ÉNONCÉ 1 →
Comptez les lignes des enregistrements qui contiennent la chaîne « black », en tenant compte de la casse. Donnez seulement ce nombre.

DOCUMENT SOURCE →
========================================
La première décision de la Cour d’appel de l’Ontario en 2019 est un développement important dans la tendance qui voit les entrepreneurs indépendants dans l’« économie des petits boulots » être traités comme des « employés » bénéficiant des divers droits et protections qui découlent de cette désignation. Cette décision donne des indications importantes sur les questions touchant le droit de l’emploi, les recours collectifs et les arbitrages.

Contexte

Heller, un chauffeur Uber, a intenté un recours collectif proposé au nom de certains chauffeurs Uber qui fournissaient des services au moyen des applications Uber. Dans le cadre du recours collectif proposé, Heller demandait une déclaration indiquant que les chauffeurs Uber sont des employés d’Uber et sont, par conséquent, régis par la Loi de 2000 sur les normes d’emploi (LNE), qu’Uber avait enfreint la LNE et que les dispositions obligatoires en matière d’arbitrage des conventions de services entre Uber et les chauffeurs étaient sans effet et inexécutoires. Les chauffeurs réclamaient également 400 millions de dollars en dommages-intérêts.

Avant que le recours collectif soit certifié, Uber a présenté une requête pour le faire suspendre en faveur de l’arbitrage en se fondant sur une clause d’arbitrage dans la convention de services standard entre les parties. La clause d’arbitrage exigeait que les parties se soumettent à une médiation devant la Chambre de commerce internationale (CCI) et, en l’absence d’un règlement, à un arbitrage devant la CCI. La convention de services était régie par le droit des Pays-Bas, et Amsterdam était désignée en tant que lieu de l’arbitrage.

Dispositions en matière d’arbitrage illégales et abusives

Le juge de la requête, le juge Perell, a déterminé que la clause d’arbitrage était valide et il a accueilli la requête d’Uber visant à suspendre le recours collectif proposé. Il a également jugé que le différend était international et commercial, et que c’était la Loi de 2017 sur l’arbitrage commercial international, et non la Loi de 1991 sur l’arbitrage de l’Ontario, qui s’appliquait.
========================================
DONNÉES AFFICHÉES →

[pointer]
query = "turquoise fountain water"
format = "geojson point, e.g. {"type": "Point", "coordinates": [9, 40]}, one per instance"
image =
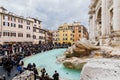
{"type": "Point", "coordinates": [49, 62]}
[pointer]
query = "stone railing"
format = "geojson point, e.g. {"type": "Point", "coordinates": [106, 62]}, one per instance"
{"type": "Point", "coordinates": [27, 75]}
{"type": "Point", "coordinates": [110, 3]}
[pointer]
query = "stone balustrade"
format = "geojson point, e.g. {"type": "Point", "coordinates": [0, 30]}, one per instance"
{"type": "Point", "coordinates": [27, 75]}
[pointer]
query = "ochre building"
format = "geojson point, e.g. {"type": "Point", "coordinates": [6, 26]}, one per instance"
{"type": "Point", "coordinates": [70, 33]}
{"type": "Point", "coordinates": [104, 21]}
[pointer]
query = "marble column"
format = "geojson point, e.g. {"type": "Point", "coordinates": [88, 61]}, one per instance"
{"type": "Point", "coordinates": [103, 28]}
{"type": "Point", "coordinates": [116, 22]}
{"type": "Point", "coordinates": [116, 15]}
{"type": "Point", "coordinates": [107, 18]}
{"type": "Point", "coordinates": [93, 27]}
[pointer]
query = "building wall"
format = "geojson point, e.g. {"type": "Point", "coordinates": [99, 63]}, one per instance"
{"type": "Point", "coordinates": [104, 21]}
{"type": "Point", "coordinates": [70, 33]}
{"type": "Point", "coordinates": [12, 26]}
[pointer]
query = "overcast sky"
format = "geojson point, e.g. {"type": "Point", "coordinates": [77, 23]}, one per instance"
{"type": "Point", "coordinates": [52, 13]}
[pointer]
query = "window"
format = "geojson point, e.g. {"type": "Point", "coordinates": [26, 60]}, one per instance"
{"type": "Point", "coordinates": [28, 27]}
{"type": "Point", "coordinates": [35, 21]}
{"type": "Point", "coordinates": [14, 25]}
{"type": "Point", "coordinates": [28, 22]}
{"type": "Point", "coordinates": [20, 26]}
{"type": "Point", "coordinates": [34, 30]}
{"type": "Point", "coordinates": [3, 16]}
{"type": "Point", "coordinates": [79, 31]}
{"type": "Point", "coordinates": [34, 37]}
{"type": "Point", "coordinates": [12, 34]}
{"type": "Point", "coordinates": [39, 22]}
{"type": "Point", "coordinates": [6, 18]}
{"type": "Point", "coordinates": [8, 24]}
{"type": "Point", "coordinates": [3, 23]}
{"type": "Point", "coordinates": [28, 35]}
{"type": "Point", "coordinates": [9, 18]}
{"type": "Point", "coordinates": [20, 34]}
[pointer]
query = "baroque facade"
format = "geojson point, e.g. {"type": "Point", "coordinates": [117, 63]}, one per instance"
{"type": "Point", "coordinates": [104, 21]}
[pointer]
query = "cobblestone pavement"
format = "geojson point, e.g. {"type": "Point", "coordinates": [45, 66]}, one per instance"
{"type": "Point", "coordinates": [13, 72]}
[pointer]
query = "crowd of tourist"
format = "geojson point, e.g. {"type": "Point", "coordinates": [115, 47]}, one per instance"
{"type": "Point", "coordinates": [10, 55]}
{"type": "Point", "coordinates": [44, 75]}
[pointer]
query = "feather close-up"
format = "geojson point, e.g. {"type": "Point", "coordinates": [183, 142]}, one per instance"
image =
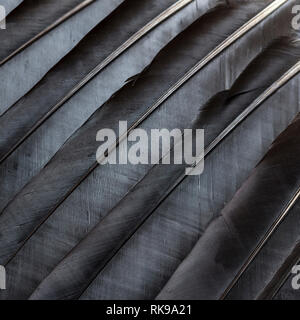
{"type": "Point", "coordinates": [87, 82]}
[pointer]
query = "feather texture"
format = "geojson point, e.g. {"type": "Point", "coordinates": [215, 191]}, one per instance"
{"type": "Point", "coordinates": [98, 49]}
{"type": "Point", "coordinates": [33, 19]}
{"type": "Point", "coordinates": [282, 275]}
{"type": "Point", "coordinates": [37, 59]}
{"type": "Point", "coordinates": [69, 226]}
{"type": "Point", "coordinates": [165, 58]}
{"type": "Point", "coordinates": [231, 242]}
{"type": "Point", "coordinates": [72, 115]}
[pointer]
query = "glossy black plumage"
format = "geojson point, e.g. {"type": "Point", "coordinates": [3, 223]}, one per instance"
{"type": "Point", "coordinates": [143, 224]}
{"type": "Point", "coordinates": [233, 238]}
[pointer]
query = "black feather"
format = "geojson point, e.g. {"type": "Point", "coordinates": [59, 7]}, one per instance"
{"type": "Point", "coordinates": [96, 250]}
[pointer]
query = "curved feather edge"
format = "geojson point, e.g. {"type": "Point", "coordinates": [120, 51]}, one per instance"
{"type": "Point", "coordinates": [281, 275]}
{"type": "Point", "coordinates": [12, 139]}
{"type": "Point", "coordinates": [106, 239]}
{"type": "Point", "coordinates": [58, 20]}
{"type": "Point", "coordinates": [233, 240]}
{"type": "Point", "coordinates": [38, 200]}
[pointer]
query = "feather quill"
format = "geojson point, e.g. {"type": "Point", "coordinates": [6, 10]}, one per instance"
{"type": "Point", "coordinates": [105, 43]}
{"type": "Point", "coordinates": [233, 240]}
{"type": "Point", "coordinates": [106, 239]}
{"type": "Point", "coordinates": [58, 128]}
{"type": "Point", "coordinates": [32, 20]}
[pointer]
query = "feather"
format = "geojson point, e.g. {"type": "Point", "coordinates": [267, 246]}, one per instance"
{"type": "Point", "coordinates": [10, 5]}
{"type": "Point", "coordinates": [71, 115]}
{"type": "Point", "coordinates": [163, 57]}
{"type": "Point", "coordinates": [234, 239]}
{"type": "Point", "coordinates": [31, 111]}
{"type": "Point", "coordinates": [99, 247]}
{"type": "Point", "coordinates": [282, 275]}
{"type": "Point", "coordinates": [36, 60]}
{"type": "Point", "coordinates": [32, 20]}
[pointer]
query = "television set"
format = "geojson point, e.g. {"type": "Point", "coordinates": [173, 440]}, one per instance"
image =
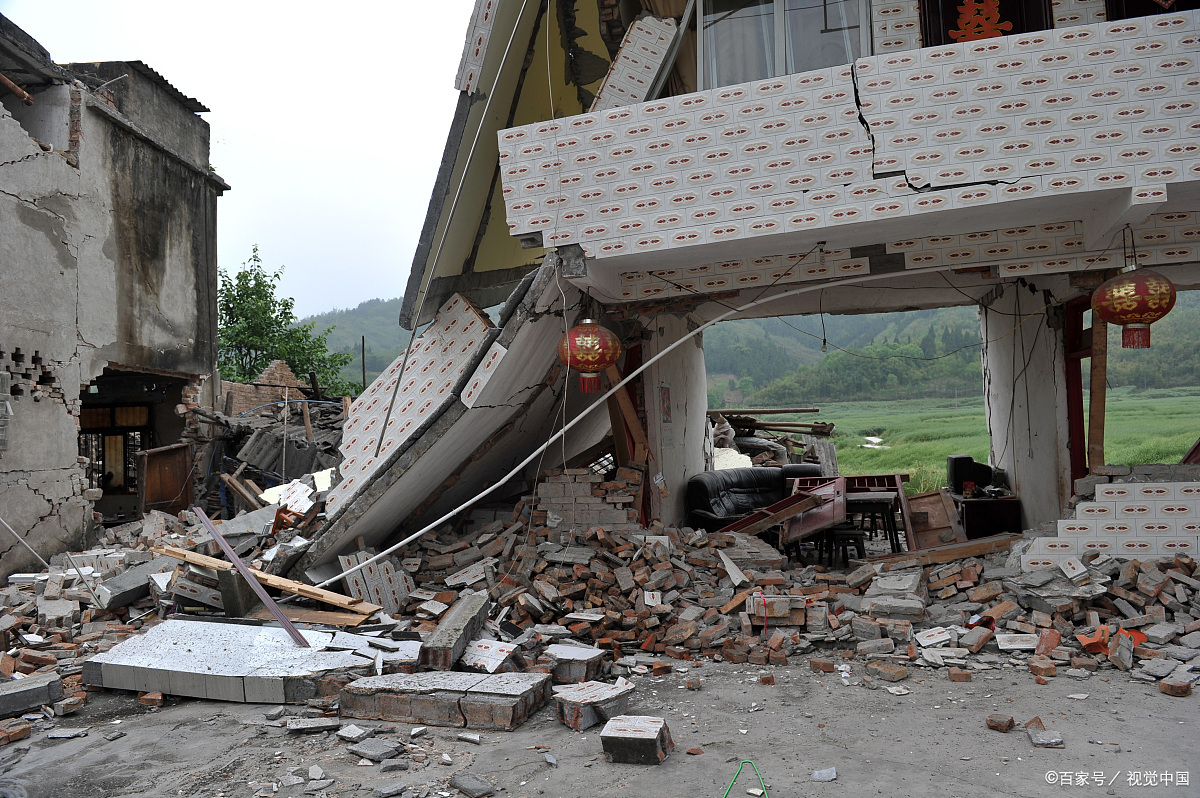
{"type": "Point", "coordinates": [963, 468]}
========================================
ÉNONCÉ 2 →
Rédigez la suite du texte sur le recours collectif des chauffeurs Uber, en commençant après sa dernière phrase.

BONNE RÉPONSE 1 →
2

BONNE RÉPONSE 2 →
Le juge Perell a conclu que la clause d’arbitrage n’était pas abusive puisque seules les demandes « sérieuses » devaient être soumises à la médiation et à l’arbitrage devant la CCI à Amsterdam, et que les chauffeurs ontariens disposaient d’autres modes de résolution des différends dans leur province et dans la procédure d’entreprise d’Uber. Il a aussi jugé que l’arbitrabilité des contrats d’emploi est une question mixte de fait et de droit qui devrait être tranchée par un arbitre nommé pour régler le différend en vertu du principe de compétence-compétence. Le juge Perell a terminé en affirmant que les tribunaux doivent appliquer les ententes d’arbitrage conclues de plein gré, et que la LNE n’empêche pas les parties de recourir à l’arbitrage.

La Cour d’appel de l’Ontario a rejeté à l’unanimité les conclusions du juge de la requête. En premier lieu, la Cour d’appel a jugé que l’exception relative à la nullité dans la Loi de 1991 sur l’arbitrage rendait la clause d’arbitrage nulle puisque la clause constituait une renonciation illégale à la LNE par contrat. La Cour d’appel a également considéré l’allégation de Heller selon laquelle il était un employé d’Uber comme étant véridique, ou prouvable. En tant qu’employé, Heller serait protégé par la LNE et aurait droit aux avantages qu’elle confère.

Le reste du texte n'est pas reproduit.